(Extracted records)
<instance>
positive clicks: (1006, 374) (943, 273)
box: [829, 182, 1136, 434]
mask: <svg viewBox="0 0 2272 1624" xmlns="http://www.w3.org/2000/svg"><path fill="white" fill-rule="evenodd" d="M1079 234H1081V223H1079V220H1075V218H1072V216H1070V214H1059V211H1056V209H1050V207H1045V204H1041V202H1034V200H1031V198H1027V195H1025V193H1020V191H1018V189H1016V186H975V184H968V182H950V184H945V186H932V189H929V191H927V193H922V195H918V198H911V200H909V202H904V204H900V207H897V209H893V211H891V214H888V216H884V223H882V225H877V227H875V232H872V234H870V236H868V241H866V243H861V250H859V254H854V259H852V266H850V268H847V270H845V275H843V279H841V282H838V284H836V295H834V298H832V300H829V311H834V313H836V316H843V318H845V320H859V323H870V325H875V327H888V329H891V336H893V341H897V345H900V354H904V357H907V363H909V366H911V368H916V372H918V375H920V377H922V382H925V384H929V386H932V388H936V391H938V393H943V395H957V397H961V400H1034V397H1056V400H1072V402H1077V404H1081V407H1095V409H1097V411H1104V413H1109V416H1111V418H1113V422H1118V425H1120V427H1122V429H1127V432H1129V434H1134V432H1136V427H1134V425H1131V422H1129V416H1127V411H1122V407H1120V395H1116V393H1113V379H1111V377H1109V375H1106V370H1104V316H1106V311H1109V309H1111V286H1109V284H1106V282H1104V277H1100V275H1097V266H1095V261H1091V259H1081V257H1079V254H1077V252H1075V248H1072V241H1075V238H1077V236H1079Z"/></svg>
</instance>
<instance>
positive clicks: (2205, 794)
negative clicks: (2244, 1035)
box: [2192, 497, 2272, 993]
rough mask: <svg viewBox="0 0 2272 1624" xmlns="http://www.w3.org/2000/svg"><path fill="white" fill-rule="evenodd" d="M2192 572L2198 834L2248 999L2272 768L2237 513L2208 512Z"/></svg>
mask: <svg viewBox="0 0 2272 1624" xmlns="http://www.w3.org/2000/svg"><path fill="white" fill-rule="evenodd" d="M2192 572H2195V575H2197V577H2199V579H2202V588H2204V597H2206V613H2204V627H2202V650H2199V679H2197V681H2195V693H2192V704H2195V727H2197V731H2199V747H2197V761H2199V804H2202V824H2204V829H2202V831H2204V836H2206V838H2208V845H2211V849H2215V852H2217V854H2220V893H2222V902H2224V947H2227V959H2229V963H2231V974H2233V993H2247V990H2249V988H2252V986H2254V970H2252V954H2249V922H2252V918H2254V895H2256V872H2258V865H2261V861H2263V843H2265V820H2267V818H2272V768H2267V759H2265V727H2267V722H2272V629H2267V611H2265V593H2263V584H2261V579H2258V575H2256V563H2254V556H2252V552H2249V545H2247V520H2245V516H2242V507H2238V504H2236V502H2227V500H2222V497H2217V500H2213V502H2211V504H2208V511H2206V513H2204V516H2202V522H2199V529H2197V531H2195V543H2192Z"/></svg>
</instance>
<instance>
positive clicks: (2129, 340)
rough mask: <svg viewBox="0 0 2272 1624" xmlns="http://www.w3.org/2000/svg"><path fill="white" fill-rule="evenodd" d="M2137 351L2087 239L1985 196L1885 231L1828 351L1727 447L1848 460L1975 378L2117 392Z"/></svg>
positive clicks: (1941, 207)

• [TO DO]
All records above are to be returned exactly as given.

• [TASK RESPONSE]
<instance>
positive clicks: (1006, 374) (943, 273)
box: [829, 182, 1136, 434]
mask: <svg viewBox="0 0 2272 1624" xmlns="http://www.w3.org/2000/svg"><path fill="white" fill-rule="evenodd" d="M1079 234H1081V223H1079V220H1075V218H1072V216H1070V214H1059V211H1056V209H1050V207H1045V204H1041V202H1034V200H1031V198H1027V195H1025V193H1020V191H1018V189H1016V186H975V184H968V182H950V184H945V186H932V189H929V191H927V193H922V195H918V198H911V200H909V202H904V204H900V207H897V209H893V211H891V214H888V216H884V223H882V225H877V227H875V232H872V234H870V236H868V241H866V243H861V250H859V254H854V259H852V266H850V268H847V270H845V275H843V279H841V282H838V284H836V295H834V298H832V300H829V311H834V313H836V316H843V318H845V320H859V323H870V325H875V327H888V329H891V336H893V341H897V345H900V354H904V357H907V363H909V366H911V368H916V372H918V375H920V377H922V382H925V384H929V386H932V388H936V391H938V393H943V395H957V397H961V400H1034V397H1056V400H1072V402H1077V404H1081V407H1095V409H1097V411H1104V413H1109V416H1111V418H1113V422H1118V425H1120V427H1122V429H1127V432H1129V434H1134V432H1136V427H1134V425H1131V422H1129V416H1127V411H1122V407H1120V395H1116V393H1113V379H1111V377H1109V375H1106V370H1104V316H1106V311H1109V309H1111V286H1109V284H1106V282H1104V277H1100V275H1097V266H1095V261H1091V259H1081V257H1079V254H1077V252H1075V248H1072V241H1075V238H1077V236H1079Z"/></svg>
</instance>
<instance>
positive clicks: (2205, 794)
negative clicks: (2244, 1035)
box: [2192, 497, 2272, 993]
rough mask: <svg viewBox="0 0 2272 1624" xmlns="http://www.w3.org/2000/svg"><path fill="white" fill-rule="evenodd" d="M2192 572L2198 834L2248 999L2272 768L2237 513L2208 512Z"/></svg>
mask: <svg viewBox="0 0 2272 1624" xmlns="http://www.w3.org/2000/svg"><path fill="white" fill-rule="evenodd" d="M2192 572H2195V575H2197V577H2199V579H2202V588H2204V597H2206V613H2204V627H2202V650H2199V679H2197V681H2195V693H2192V704H2195V727H2197V731H2199V747H2197V761H2199V804H2202V824H2204V829H2202V831H2204V836H2206V838H2208V845H2211V849H2215V852H2217V854H2220V893H2222V902H2224V947H2227V959H2229V963H2231V974H2233V993H2247V990H2249V988H2252V986H2254V970H2252V954H2249V922H2252V918H2254V895H2256V872H2258V865H2261V861H2263V843H2265V820H2267V818H2272V768H2267V759H2265V727H2267V722H2272V629H2267V611H2265V593H2263V584H2261V579H2258V575H2256V563H2254V556H2252V552H2249V545H2247V520H2245V516H2242V507H2238V504H2236V502H2227V500H2222V497H2217V500H2213V502H2211V504H2208V511H2206V513H2204V516H2202V522H2199V529H2197V531H2195V543H2192Z"/></svg>
</instance>
<instance>
positive clicks: (2129, 340)
rough mask: <svg viewBox="0 0 2272 1624" xmlns="http://www.w3.org/2000/svg"><path fill="white" fill-rule="evenodd" d="M2137 351L2087 239L1985 196L1885 231L1828 351L1727 447L1848 460L1975 378L2117 392Z"/></svg>
positive clicks: (1941, 207)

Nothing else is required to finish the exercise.